Stored items from a collection:
⁂

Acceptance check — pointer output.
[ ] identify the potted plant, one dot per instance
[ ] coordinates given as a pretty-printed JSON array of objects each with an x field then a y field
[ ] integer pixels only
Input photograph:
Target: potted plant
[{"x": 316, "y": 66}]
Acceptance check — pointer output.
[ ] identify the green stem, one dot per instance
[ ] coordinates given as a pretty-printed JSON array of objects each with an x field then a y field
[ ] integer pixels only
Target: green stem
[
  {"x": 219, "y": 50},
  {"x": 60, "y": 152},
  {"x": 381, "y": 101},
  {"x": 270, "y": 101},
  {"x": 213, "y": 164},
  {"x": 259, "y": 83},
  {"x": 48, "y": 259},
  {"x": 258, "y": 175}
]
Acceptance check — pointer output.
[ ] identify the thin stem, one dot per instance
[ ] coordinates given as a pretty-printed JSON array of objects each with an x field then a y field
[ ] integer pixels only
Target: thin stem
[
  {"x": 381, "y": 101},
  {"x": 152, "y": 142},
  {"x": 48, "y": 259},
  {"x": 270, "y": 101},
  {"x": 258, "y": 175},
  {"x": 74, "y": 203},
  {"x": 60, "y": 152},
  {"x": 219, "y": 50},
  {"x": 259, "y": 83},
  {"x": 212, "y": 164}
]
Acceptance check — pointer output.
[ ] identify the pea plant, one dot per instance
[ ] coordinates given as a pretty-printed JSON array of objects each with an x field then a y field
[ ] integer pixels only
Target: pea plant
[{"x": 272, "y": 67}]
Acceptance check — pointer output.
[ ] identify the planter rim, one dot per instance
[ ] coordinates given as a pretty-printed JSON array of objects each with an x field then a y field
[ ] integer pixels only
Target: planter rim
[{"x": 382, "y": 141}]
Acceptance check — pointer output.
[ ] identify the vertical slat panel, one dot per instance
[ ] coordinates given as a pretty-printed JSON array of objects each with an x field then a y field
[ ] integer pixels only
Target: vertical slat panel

⁂

Work instruction: The required output is each line of the entries that contains the word "panel".

Solved exercise:
[ ] identify the vertical slat panel, one dot per instance
Target: vertical slat panel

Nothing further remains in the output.